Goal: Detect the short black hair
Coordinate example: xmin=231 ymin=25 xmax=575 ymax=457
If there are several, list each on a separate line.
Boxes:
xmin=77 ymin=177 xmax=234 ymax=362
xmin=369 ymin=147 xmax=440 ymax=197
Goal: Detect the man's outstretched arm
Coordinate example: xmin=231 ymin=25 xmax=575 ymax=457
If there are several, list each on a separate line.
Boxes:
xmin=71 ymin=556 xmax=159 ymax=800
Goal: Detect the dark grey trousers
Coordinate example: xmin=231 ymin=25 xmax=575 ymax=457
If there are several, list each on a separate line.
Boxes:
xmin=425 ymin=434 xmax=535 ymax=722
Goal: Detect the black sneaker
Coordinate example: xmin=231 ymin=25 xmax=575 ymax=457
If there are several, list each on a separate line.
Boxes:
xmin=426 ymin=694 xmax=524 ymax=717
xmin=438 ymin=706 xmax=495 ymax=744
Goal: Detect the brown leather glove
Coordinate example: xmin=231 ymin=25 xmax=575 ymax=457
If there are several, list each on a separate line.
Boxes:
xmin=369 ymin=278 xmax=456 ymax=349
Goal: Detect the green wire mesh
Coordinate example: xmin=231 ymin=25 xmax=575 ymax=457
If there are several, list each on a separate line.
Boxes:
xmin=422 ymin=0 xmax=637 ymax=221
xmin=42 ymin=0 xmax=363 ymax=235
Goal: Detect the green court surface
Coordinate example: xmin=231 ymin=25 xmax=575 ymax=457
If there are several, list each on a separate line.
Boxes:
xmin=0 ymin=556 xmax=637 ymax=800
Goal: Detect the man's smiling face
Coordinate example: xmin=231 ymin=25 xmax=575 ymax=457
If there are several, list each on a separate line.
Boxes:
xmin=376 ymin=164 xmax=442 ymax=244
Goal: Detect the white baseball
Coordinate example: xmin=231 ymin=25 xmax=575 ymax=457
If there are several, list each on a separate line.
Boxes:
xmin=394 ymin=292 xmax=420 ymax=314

•••

Copy all of the records above, line for line, without altering anything.

**Task answer**
Goal: Detect the short black hair
Coordinate example: xmin=231 ymin=25 xmax=575 ymax=457
If there are several, list each on a separate line.
Boxes:
xmin=77 ymin=177 xmax=234 ymax=362
xmin=369 ymin=147 xmax=440 ymax=197
Goal: Detect the man's outstretched arm
Coordinate example: xmin=231 ymin=25 xmax=575 ymax=457
If there are several, list each on a separate line.
Boxes:
xmin=71 ymin=556 xmax=159 ymax=800
Goal: Detect the dark grey trousers
Coordinate example: xmin=231 ymin=25 xmax=575 ymax=457
If there are several, list each on a separate line.
Boxes:
xmin=425 ymin=434 xmax=535 ymax=722
Goal: Detect the black sneaker
Coordinate example: xmin=231 ymin=25 xmax=575 ymax=457
If there are several, list each on a separate line.
Boxes:
xmin=426 ymin=694 xmax=524 ymax=717
xmin=438 ymin=706 xmax=495 ymax=744
Goal: Detect the brown leather glove
Coordinate example: xmin=231 ymin=25 xmax=575 ymax=457
If there are several, list each on a separate line.
Boxes:
xmin=369 ymin=278 xmax=456 ymax=349
Goal: Detect the green wire mesh
Coordinate example: xmin=231 ymin=25 xmax=575 ymax=457
If there are several, list each on a separate line.
Boxes:
xmin=422 ymin=0 xmax=637 ymax=221
xmin=42 ymin=0 xmax=363 ymax=235
Goal: Detect the green court surface
Coordinate example: xmin=231 ymin=25 xmax=575 ymax=457
If there are several, list each on a separate line.
Boxes:
xmin=0 ymin=556 xmax=637 ymax=800
Goal: Detect the man's smiling face
Coordinate example: xmin=231 ymin=25 xmax=575 ymax=457
If there are several, list each on a separate line.
Boxes:
xmin=376 ymin=164 xmax=442 ymax=244
Goal: Detect the white baseball
Coordinate example: xmin=231 ymin=25 xmax=575 ymax=457
If there are several, list each on a separate line.
Boxes:
xmin=394 ymin=292 xmax=420 ymax=314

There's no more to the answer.